▼

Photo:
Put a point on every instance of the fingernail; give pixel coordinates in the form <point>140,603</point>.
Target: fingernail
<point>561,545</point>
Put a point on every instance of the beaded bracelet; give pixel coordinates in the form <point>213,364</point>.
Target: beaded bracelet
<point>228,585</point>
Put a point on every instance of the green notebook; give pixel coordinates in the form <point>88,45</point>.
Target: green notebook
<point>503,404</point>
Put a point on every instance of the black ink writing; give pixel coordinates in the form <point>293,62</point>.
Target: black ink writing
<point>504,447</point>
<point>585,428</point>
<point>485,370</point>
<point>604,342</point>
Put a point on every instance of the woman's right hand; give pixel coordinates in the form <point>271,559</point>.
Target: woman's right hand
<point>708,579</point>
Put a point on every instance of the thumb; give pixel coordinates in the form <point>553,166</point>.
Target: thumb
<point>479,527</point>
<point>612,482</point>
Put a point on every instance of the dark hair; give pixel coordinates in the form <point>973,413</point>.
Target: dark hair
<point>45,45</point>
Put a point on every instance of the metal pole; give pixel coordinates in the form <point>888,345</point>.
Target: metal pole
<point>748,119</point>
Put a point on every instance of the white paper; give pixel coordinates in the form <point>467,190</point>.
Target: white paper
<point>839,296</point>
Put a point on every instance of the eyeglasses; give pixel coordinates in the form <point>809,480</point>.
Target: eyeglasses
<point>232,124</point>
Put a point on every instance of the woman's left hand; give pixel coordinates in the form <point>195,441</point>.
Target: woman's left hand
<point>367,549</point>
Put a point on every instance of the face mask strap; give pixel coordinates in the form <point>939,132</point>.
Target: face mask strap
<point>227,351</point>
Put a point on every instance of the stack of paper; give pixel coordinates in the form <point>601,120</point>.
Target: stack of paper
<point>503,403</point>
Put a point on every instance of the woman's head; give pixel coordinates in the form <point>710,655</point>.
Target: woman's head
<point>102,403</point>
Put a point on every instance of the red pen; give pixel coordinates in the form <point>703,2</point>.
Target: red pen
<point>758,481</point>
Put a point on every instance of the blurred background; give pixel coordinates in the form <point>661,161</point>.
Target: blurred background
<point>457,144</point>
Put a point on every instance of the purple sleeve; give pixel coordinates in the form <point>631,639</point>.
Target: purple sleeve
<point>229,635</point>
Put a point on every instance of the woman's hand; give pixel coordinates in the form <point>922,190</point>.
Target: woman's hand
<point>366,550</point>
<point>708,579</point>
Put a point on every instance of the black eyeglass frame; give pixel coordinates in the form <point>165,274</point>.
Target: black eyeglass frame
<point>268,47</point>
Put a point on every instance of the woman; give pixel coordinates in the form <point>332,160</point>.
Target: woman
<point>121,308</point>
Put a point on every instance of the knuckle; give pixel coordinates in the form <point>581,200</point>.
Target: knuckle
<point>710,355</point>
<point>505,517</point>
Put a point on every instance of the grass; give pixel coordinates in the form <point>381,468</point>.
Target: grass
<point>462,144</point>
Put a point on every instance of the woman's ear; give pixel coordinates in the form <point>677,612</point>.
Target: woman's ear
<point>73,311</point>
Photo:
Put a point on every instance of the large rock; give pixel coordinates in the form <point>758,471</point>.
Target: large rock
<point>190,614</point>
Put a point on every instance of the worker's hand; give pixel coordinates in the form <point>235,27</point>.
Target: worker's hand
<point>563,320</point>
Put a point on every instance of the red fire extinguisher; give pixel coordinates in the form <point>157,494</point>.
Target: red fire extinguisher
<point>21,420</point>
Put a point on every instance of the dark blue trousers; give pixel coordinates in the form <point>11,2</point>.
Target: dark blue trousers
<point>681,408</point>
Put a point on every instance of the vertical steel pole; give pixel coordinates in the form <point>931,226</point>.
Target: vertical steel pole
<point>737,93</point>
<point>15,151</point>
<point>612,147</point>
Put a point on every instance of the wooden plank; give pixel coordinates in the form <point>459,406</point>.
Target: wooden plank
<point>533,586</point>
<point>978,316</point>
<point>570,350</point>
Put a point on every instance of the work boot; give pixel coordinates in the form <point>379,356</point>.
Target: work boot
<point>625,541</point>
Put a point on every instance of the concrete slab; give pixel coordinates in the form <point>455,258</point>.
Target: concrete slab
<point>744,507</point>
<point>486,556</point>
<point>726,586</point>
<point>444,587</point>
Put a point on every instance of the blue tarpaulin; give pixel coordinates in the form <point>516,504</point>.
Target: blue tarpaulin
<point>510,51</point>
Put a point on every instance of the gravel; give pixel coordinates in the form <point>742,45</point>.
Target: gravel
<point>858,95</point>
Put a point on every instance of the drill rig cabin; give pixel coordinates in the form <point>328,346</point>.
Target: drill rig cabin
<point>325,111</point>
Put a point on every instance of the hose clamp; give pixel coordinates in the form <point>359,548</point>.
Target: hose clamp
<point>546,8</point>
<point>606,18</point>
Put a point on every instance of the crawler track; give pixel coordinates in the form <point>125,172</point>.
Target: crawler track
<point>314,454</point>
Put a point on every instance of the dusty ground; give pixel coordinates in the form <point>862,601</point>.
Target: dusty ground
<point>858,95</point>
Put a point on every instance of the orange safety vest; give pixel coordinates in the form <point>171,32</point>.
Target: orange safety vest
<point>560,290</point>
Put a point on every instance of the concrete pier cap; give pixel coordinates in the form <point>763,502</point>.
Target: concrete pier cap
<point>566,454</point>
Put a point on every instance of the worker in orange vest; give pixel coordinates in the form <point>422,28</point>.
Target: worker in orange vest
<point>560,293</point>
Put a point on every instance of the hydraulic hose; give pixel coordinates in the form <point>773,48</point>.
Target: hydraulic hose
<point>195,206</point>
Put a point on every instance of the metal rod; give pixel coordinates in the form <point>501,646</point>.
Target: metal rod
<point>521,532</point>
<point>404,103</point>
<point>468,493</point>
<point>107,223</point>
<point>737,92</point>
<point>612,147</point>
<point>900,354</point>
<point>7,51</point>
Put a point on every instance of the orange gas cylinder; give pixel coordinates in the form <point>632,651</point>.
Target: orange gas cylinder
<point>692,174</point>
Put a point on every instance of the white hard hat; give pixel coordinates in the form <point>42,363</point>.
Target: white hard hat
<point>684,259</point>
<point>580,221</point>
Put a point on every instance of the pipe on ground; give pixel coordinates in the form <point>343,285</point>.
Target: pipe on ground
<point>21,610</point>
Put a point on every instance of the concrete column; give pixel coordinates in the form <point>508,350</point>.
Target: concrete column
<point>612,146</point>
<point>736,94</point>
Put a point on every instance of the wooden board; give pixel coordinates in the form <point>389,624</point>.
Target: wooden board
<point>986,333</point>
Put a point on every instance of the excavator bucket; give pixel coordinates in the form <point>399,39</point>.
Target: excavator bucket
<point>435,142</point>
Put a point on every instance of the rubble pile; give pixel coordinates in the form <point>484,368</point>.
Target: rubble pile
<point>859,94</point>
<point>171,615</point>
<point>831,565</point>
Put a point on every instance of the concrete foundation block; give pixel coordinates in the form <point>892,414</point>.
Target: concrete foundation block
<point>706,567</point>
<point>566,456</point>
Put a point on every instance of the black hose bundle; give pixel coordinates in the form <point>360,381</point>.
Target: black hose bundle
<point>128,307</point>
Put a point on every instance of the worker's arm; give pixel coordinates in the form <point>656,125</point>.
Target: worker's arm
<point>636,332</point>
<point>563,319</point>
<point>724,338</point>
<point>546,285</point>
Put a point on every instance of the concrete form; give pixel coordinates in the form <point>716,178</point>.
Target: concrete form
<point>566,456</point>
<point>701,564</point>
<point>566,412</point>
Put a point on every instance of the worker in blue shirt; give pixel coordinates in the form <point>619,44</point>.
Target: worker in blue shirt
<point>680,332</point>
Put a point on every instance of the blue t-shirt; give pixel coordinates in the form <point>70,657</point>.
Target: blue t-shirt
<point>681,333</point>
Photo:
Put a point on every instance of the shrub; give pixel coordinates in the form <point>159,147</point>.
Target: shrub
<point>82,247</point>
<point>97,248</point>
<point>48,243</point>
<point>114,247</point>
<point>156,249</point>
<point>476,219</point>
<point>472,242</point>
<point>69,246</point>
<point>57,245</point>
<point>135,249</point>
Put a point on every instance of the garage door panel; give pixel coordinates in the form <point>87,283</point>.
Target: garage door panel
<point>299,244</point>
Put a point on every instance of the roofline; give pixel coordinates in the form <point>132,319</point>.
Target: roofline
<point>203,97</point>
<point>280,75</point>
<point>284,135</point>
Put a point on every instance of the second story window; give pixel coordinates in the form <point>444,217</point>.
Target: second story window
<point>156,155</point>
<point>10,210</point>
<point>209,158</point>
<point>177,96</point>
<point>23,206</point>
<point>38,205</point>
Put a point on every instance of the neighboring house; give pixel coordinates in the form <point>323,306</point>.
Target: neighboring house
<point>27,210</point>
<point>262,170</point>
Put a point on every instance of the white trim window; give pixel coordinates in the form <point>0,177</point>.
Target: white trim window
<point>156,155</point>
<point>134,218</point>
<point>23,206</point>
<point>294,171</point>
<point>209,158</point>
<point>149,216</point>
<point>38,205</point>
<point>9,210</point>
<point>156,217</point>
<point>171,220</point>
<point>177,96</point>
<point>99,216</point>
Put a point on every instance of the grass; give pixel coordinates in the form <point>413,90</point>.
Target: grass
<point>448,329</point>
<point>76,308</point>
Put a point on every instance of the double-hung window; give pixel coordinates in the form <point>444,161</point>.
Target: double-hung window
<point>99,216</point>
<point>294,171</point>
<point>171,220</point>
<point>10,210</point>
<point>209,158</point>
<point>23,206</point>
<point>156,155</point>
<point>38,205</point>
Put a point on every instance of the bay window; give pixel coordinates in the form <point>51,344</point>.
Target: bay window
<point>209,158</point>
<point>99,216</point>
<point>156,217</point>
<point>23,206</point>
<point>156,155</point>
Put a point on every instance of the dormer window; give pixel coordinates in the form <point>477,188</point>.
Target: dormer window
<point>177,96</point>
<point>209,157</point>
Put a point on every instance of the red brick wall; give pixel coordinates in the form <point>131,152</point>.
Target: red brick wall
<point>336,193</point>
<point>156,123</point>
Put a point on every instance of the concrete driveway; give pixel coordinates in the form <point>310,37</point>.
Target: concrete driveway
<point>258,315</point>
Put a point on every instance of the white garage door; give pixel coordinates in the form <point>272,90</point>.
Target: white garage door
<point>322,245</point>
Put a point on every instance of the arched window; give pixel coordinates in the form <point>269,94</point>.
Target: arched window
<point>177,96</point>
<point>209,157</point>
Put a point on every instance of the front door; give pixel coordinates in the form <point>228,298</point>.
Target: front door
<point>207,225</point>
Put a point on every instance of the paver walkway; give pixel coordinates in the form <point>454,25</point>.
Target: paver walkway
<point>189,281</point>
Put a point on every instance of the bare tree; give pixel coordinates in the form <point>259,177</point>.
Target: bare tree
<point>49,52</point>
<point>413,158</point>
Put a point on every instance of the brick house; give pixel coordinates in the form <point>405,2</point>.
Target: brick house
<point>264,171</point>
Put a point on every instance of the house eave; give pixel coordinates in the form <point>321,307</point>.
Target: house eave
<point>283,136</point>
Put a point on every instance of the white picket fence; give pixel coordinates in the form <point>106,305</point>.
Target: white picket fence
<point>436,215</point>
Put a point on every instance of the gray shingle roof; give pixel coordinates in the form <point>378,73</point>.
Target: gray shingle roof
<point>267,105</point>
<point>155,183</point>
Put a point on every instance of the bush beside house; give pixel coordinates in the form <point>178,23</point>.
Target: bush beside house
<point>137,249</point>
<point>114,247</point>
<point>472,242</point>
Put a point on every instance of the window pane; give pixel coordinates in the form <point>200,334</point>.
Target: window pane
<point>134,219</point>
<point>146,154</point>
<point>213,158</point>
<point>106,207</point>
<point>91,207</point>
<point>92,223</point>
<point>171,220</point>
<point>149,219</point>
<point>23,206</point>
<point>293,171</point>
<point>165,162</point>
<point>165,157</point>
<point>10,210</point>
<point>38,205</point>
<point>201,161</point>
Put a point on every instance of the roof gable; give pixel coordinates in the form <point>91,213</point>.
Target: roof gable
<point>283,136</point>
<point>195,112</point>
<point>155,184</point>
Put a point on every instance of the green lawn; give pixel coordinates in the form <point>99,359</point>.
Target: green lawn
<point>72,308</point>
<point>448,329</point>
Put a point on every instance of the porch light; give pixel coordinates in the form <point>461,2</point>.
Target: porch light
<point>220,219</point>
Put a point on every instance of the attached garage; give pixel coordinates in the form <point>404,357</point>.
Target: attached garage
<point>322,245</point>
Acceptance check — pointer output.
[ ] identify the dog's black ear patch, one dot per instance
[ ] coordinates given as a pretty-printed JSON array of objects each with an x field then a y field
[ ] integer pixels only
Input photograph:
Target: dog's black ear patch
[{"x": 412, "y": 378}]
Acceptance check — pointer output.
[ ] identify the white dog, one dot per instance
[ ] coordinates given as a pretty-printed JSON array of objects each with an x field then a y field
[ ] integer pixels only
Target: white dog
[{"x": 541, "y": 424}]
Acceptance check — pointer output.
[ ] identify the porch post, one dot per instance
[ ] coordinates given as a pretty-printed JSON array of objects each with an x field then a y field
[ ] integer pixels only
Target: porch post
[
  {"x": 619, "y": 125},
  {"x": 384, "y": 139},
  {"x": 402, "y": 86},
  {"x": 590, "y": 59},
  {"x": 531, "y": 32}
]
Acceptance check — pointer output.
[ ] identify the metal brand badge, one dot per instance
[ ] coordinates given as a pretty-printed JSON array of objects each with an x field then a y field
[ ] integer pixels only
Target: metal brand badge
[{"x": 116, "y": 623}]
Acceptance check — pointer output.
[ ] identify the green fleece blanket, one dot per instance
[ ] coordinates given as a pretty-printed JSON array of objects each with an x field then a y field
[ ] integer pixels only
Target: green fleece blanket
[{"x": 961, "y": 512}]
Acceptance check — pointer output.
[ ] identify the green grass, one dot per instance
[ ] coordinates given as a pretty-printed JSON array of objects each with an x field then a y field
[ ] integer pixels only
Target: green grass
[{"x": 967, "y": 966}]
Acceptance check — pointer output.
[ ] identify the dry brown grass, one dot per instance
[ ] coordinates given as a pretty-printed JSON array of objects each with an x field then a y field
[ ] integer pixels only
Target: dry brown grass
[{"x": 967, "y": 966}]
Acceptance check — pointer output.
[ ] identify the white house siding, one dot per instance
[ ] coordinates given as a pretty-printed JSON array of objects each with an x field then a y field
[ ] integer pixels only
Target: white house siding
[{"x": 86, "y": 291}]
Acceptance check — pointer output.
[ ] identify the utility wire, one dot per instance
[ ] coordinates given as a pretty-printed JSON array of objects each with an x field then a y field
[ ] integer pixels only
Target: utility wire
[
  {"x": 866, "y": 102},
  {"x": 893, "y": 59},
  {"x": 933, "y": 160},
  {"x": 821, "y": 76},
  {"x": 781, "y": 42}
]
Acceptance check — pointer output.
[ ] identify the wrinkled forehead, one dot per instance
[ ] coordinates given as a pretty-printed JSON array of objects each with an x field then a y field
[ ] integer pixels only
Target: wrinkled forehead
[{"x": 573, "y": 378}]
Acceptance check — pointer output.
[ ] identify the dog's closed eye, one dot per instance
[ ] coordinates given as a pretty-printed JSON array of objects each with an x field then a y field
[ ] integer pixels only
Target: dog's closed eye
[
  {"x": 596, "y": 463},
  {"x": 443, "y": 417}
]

▲

## Exercise
From the records above, repeat exactly the lines from the one with "Put a point on every instance of the bush" through the one with "Put a point on every instance of the window", both included.

## Answer for the task
Put a point on every instance of the bush beside house; give pixel coordinates in the form <point>178,23</point>.
Target: bush beside house
<point>137,249</point>
<point>114,247</point>
<point>472,242</point>
Put a point on every instance of the window pane; give pixel coordinates in the form <point>200,334</point>.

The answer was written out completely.